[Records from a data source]
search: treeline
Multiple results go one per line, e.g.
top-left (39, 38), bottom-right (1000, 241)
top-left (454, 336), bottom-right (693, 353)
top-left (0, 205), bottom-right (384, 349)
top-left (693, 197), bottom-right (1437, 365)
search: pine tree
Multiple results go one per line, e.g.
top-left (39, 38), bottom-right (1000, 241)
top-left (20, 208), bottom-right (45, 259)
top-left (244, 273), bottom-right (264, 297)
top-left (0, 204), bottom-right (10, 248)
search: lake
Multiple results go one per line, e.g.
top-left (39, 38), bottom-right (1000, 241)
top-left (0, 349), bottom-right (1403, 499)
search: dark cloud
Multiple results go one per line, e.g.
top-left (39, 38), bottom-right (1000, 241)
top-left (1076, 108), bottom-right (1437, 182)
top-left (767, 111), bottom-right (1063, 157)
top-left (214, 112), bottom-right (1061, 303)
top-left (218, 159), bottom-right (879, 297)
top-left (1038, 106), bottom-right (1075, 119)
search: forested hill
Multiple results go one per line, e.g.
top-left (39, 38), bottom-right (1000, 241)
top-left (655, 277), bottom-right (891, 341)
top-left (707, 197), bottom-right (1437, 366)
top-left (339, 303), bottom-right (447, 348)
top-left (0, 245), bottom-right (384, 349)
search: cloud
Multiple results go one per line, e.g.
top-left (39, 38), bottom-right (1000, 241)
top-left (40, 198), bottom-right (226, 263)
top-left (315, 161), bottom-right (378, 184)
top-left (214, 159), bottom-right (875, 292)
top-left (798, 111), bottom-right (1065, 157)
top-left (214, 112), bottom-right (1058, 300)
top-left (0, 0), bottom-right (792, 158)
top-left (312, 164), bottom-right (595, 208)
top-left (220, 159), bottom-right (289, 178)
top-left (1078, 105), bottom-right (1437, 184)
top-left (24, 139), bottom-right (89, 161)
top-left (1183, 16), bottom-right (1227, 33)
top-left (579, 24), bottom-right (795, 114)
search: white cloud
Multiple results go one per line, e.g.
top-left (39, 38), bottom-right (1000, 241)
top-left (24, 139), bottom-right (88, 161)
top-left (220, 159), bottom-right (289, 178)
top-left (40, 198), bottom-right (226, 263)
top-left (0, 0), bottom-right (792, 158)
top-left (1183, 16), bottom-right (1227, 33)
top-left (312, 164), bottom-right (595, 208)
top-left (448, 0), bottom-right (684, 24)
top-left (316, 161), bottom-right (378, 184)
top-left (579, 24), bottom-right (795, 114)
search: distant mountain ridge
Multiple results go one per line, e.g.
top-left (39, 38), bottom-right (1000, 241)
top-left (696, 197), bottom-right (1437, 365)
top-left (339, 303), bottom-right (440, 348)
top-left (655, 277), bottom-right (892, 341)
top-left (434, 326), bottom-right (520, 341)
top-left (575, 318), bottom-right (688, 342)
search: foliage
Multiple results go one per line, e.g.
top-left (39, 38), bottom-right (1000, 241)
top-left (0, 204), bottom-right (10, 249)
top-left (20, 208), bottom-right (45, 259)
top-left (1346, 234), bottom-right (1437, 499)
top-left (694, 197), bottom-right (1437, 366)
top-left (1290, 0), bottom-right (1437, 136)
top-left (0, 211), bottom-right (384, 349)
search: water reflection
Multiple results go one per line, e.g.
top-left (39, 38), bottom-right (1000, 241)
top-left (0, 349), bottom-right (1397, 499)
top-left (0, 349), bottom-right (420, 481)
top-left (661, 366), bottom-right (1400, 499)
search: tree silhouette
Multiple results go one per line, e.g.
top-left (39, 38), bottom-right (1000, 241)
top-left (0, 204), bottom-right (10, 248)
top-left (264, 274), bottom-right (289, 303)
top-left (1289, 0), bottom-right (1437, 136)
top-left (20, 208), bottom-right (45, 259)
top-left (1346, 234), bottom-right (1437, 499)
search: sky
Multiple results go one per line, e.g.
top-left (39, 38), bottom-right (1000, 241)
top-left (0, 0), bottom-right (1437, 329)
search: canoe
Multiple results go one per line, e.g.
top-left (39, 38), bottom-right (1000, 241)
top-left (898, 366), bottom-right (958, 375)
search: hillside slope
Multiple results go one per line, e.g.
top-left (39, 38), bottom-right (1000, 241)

WHAT YOU SHOULD DO: Repeat every line of the listing above exactly as it appears, without changing anything.

ANSWER TO THE PROBLEM:
search: treeline
Multiple results go one per line, e.g.
top-left (39, 38), bottom-right (1000, 241)
top-left (454, 336), bottom-right (693, 353)
top-left (0, 205), bottom-right (384, 349)
top-left (693, 197), bottom-right (1437, 365)
search: pine tree
Multiple results go one per line, e.g.
top-left (39, 38), bottom-right (1000, 241)
top-left (20, 208), bottom-right (45, 259)
top-left (244, 273), bottom-right (264, 297)
top-left (0, 204), bottom-right (10, 248)
search: lake
Multiple results go one per line, e.g.
top-left (39, 38), bottom-right (1000, 241)
top-left (0, 349), bottom-right (1403, 499)
search: dark cloud
Multiple results go one per line, e.g.
top-left (39, 38), bottom-right (1000, 241)
top-left (1076, 108), bottom-right (1437, 182)
top-left (767, 111), bottom-right (1063, 157)
top-left (214, 112), bottom-right (1061, 303)
top-left (218, 159), bottom-right (879, 297)
top-left (1038, 106), bottom-right (1075, 119)
search: forested hill
Multiple results go one per line, e.g.
top-left (39, 38), bottom-right (1000, 241)
top-left (655, 277), bottom-right (891, 341)
top-left (707, 197), bottom-right (1437, 366)
top-left (339, 303), bottom-right (447, 348)
top-left (0, 245), bottom-right (384, 349)
search: cloud
Multiple results go one per line, e.g.
top-left (39, 38), bottom-right (1000, 241)
top-left (40, 198), bottom-right (226, 263)
top-left (315, 161), bottom-right (378, 184)
top-left (214, 159), bottom-right (875, 292)
top-left (798, 111), bottom-right (1065, 157)
top-left (214, 112), bottom-right (1058, 300)
top-left (0, 0), bottom-right (792, 158)
top-left (312, 164), bottom-right (595, 208)
top-left (220, 159), bottom-right (289, 178)
top-left (1078, 105), bottom-right (1437, 184)
top-left (24, 139), bottom-right (89, 161)
top-left (1183, 16), bottom-right (1227, 33)
top-left (579, 24), bottom-right (795, 114)
search: white cloud
Multiple results go one per line, e.g.
top-left (39, 38), bottom-right (1000, 241)
top-left (24, 139), bottom-right (88, 161)
top-left (220, 159), bottom-right (289, 178)
top-left (40, 198), bottom-right (226, 263)
top-left (0, 0), bottom-right (792, 158)
top-left (1183, 16), bottom-right (1227, 33)
top-left (312, 164), bottom-right (595, 208)
top-left (448, 0), bottom-right (684, 24)
top-left (316, 161), bottom-right (378, 184)
top-left (579, 24), bottom-right (795, 114)
search: distant mountain ridge
Multiple results go one per line, e.g.
top-left (39, 38), bottom-right (1000, 241)
top-left (696, 197), bottom-right (1437, 365)
top-left (339, 303), bottom-right (440, 348)
top-left (655, 277), bottom-right (892, 341)
top-left (434, 326), bottom-right (520, 341)
top-left (575, 318), bottom-right (688, 342)
search: foliage
Multiple results go one per line, e.g.
top-left (39, 38), bottom-right (1000, 241)
top-left (0, 204), bottom-right (10, 249)
top-left (20, 208), bottom-right (45, 259)
top-left (1346, 234), bottom-right (1437, 499)
top-left (694, 197), bottom-right (1437, 366)
top-left (1290, 0), bottom-right (1437, 136)
top-left (0, 211), bottom-right (384, 349)
search: water reflection
Multiple results go one per line, e.g.
top-left (39, 38), bottom-right (1000, 241)
top-left (0, 349), bottom-right (1397, 499)
top-left (0, 349), bottom-right (420, 481)
top-left (661, 366), bottom-right (1400, 499)
search: tree silhouette
Multiple results go one per line, e.g.
top-left (39, 38), bottom-right (1000, 241)
top-left (0, 204), bottom-right (10, 248)
top-left (264, 274), bottom-right (289, 303)
top-left (1289, 0), bottom-right (1437, 136)
top-left (20, 208), bottom-right (45, 259)
top-left (1346, 234), bottom-right (1437, 499)
search: sky
Multiple results go one per line, e.g.
top-left (39, 38), bottom-right (1000, 241)
top-left (0, 0), bottom-right (1437, 329)
search: canoe
Multiple results go one per line, e.g.
top-left (39, 38), bottom-right (1000, 241)
top-left (898, 366), bottom-right (958, 375)
search: hillside slope
Multiple results go one per line, e.g.
top-left (39, 38), bottom-right (1000, 241)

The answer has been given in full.